Data section:
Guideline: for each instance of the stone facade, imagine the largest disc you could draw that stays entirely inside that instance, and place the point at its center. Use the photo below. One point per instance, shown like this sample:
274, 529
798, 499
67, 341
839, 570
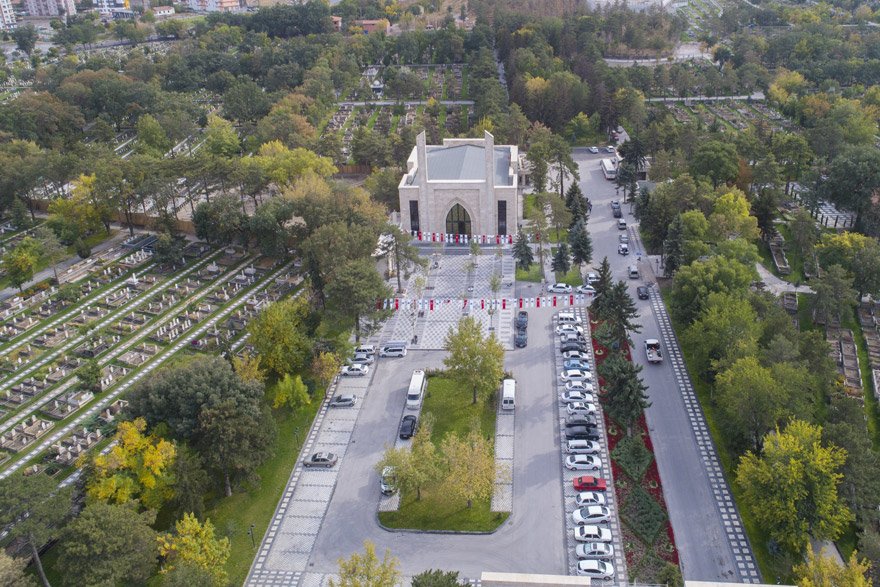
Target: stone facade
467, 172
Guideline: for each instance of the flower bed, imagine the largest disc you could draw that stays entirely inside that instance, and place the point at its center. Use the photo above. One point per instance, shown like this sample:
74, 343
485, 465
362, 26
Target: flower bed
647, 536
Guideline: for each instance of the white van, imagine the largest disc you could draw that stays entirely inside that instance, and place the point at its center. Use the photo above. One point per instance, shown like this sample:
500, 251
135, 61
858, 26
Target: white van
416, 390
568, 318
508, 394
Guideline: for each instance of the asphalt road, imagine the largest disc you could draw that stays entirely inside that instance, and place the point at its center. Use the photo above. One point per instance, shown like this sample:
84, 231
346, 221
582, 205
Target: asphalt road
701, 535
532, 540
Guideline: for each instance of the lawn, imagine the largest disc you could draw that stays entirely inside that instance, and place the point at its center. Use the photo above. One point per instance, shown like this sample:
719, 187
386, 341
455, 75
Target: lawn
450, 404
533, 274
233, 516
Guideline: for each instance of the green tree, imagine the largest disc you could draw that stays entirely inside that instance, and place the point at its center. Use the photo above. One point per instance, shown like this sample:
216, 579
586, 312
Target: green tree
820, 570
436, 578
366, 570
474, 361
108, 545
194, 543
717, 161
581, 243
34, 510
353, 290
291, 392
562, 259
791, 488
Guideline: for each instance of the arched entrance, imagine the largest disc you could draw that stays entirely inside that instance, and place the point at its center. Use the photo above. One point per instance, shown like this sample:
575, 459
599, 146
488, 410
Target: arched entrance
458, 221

Aim: Can you repeat all of the material above with "largest disc" replaced by "biggest circle" everywhere, changing nothing else and leaving the pictures out?

Exercise output:
Guideline: for each instance of the stone facade, imagine the biggest circle you could draw that stays entirely inside that instance, and place the point at its center. Use the photo below. One point per instance, shown like this sample:
274, 529
798, 499
67, 341
839, 570
Target: stone facade
467, 172
Guideline: for each instance of the flower bed, imagine the biggest circle you could draw that stays entirely inside that instance, and place the point at its center. Use the photo above. One point per instance, shown like this sample:
74, 343
485, 465
362, 26
Target: flower bed
647, 536
Guideline: for each instance of the white van, imagine the biggest circle you could draw that stays entirely inside that instance, and place the point at its center. Use the photo above. One point per instance, shown like this sample:
500, 251
135, 61
858, 26
Target: white van
416, 390
568, 318
508, 394
Guideline: for each instance of the asphalt road, imagine the biggest circle you could draw that stays entirely inside that instance, and place the point at its center. Use the photo above. One point per instance, shown like this sample:
84, 231
346, 221
582, 205
Target: asphalt road
701, 535
532, 540
Guideline: for each instance of the lawn, imagine the biggest circle you could draw that stays entirely inside that instance, and place the point at its center. Use the photo above. One point per instance, shown like this sample:
719, 187
386, 341
455, 75
Target: lawn
450, 404
533, 274
233, 516
Guideline: for each instance of the green tree, imagine the biggest circle you could draw that stays entirely inside that instance, and place the point at its center. Use the photo above. One point per instance, shown like this sample:
216, 579
586, 312
Target: green tree
820, 570
436, 578
366, 570
474, 361
108, 545
194, 543
717, 161
581, 243
34, 510
353, 290
291, 392
562, 259
791, 488
Guideline: for each instance of the arched entrance, imagine the biggest circle you could draw that stays entirely inside that instance, and place the point at its center. Use the photo above. One point per instance, shown like this sample:
575, 459
599, 146
488, 410
Target: arched entrance
458, 221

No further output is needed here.